# Yapılacak iş:
Kaçak yapılaşma ve rant yağması üzerine aşağıdaki yazıyı kaldığı yerden devam ettirin.

# Seçilen metin:
┌────────

Emre Kongar'ın Resmi* İnternet Sitesi


Kitaplar

Green Bullet Makaleler

Green Bullet Articles in English

Sürekli Yazılar


 

YAMYAMLAR KONUSUNDA BASIN NE DİYOR?

Türkiye'nin en değerli beyinlerinden biri Ege Cansen'dir.

Hürriyet'teki "Oyunun Kuralı" adlı köşesinde 27 Mart günü "Buyrun Yağmaya" adlı enfes bir yazı yayınladı.

Cansen'in aşağıda bazı bölümler aktardığım mükemmel yazısını buraya tümüyle almak isterdim, ama ne yazık ki buna olanak yok.

"Derme çatma bir konut yapıp başını içine sokmak gibi, kamu çıkarları açısından olmasa bile, hayat mücadelesi veren biri açısından masum sayılacak bir gerekçeyle başlayan "gece-kondu"laşmanın, kısa zamanda "gündüz-kondu"laşmaya dönüşmesinin sebebi, "rant yağması"dır…"

"Kişinin gözünü bir kez rantiyecilik bürüdü mü, onu durduracak hiçbir vicdani kuvvet kalmaz. Avına dişlerini geçirmiş bir timsah gibi, kaçak inşaat yapan kişi, karşısına kim çıkarsa çıksın, ölümüne mücadele eder…"

Cansen, gözünü kan bürümüş yağmacıların, kentin eski sakinleri ve zenginleri arasında da yaygınlaştığını ve bunların, rüşvet ve benzeri yollarla belediyeyi denetleyerek, yağmalarını gerçekleştirdiklerini de şöyle anlatıyor:

"Belediyeler, halktan vergi toplamakta zorlanırken, "bağış" karşılığında imar durumu değiştirme diye harika ve bitmez tükenmez bir finansman kaynağına kavuşmuştur…"

"Böylece bir yandan dama çıkıp kız çocuğunun boynuna bıçak dayayarak veya üstüne benzin dökerek yıkımı durduran "düpedüz" kaçak inşaatçılarla, diğer yandan belediyeye para verip, "minareye kılıf hazırlayanlar", gücü oranında, artık Allah ne verdiyse şehri yağmalamıştır…"

Cansen, Belediye seçimlerinin mantığını da şöyle aktarıyor:

"İnşaattan dişe dokunur para kazanmak ise ancak, kamu tarafından yaratılan "mekân rantı"nın kişisel servete aktarılmasıyla gerçekleşir. Bu transfer için de "bildik bir belediye başkanına" ihtiyaç vardır…"

└────────

# Verilen kayıtlar:
┌────────

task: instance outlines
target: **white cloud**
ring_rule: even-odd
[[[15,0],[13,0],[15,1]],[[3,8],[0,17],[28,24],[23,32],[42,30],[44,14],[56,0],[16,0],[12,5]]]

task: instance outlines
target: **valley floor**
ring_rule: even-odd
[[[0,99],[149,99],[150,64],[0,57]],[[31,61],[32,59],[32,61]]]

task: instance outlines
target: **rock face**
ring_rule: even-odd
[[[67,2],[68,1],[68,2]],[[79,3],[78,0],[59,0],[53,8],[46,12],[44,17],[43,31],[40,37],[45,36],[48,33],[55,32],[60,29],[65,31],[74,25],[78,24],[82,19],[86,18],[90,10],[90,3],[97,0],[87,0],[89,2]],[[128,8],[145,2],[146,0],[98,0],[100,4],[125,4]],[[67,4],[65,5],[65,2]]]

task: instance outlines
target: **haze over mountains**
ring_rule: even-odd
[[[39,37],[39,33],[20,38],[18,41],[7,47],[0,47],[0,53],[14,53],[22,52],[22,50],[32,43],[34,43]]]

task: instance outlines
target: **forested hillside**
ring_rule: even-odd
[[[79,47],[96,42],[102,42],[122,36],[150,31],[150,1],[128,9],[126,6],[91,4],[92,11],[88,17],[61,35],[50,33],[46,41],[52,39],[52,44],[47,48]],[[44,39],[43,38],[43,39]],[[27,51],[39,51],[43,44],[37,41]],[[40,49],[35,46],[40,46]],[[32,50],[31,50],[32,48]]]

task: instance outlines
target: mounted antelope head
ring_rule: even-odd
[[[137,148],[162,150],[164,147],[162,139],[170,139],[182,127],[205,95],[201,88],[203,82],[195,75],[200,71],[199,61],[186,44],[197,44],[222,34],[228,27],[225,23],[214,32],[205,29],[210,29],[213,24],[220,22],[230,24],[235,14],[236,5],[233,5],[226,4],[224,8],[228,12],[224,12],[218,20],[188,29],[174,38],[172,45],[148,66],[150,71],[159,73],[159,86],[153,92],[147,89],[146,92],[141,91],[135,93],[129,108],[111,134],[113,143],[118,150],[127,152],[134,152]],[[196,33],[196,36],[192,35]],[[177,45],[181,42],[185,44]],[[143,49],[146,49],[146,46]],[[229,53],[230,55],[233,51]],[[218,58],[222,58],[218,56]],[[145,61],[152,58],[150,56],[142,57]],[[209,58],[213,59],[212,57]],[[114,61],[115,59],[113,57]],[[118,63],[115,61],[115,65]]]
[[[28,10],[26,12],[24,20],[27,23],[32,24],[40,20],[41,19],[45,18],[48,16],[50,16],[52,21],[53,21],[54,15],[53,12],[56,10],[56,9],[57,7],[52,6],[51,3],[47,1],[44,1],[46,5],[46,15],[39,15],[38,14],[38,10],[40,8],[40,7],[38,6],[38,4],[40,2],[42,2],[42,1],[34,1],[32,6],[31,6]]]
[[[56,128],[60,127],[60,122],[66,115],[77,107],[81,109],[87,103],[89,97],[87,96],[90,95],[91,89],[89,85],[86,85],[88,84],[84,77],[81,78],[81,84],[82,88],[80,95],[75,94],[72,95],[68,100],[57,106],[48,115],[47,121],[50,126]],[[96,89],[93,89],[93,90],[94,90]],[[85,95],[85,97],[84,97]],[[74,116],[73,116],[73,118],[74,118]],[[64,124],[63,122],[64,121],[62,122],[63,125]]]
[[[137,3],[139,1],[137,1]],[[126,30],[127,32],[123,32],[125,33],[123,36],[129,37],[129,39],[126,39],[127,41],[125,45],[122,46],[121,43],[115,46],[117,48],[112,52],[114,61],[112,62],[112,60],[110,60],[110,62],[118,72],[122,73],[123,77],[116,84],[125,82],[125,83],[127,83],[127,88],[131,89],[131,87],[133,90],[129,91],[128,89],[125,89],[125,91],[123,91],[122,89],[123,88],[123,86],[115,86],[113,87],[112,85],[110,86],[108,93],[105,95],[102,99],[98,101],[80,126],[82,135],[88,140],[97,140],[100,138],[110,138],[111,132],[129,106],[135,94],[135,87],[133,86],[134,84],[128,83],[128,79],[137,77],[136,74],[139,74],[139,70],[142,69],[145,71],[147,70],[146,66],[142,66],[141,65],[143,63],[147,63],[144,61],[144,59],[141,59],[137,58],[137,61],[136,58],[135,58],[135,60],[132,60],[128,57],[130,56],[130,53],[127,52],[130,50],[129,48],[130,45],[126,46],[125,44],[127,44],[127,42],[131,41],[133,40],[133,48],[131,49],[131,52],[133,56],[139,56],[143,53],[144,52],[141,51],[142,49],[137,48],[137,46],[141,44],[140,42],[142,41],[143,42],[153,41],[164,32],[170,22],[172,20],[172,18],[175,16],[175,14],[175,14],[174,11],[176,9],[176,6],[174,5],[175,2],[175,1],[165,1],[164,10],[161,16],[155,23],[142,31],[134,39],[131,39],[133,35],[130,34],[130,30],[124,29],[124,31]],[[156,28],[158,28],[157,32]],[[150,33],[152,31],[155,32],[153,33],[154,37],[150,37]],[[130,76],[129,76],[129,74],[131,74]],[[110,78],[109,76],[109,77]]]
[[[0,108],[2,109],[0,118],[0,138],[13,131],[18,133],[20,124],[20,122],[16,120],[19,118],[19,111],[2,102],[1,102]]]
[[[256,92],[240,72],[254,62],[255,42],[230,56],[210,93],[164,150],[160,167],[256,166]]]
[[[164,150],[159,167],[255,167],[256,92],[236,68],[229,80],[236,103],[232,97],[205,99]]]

└────────

# Yazılı cevap:
Cansen'in yerel seçimler düzeyinde tanımladığı "gözünü kan bürümüş yağmacı", bununla da yetinmemekte ve milletvekili olmak istemektedir.

İşte benim "yamyam" dediğim mahluklar bunlardır.

Şimdi kısaca, basın bu konuda neler yazmış bir bakalım:

Biliyorsunuz, sürekli olarak yağmayla mücadele edenlerin başında Cumhuriyet ve Cumhuriyet içinde de yazar olarak Oktay Ekinci gelir.

Ekinci, geçen gün, Cumhuriyet'teki köşesinde, şöyle yazıyordu:

"Bir kenti ya da beldeyi "yaşanılmaz" kılan her türlü imar duyarsızlığına önayak olmuş siyasiler, aynı kent halkından "şaşılacak bir rahatlık içinde" yeniden oy isteyebiliyorlar. Benzer şekilde "millete ait" çevre ve kültür değerlerini yağmalayıp yok etme pahasına "yatırım" yapan kimi "işadamları" da aynı işlerini bu kez siyasal güçleriyle sürdürmek için "milletvekili" olmak üzere kürsülere çıkabiliyorlar..."

Ekinci bu insanlara örnek olarak da Muğla'da birinci sıradaki ANAP adayını gösteriyordu.

Hürriyet'te, yolsuzluklarla tek kişilik bir ordu gibi uğraşan Yalçın Bayer ile Milliyet'in her türlü yağmaya karşı hassas olan kıdemli yazarı Hasan Pulur, geçen gün, üçüncü köprü yamyamlığıyla savaşmak isteyenlerin, Sinop'a gidip, bu projeyi destekleyen Yaşar Topçu'nun adaylığına karşı kampanya yapmalarını öneriyorlardı.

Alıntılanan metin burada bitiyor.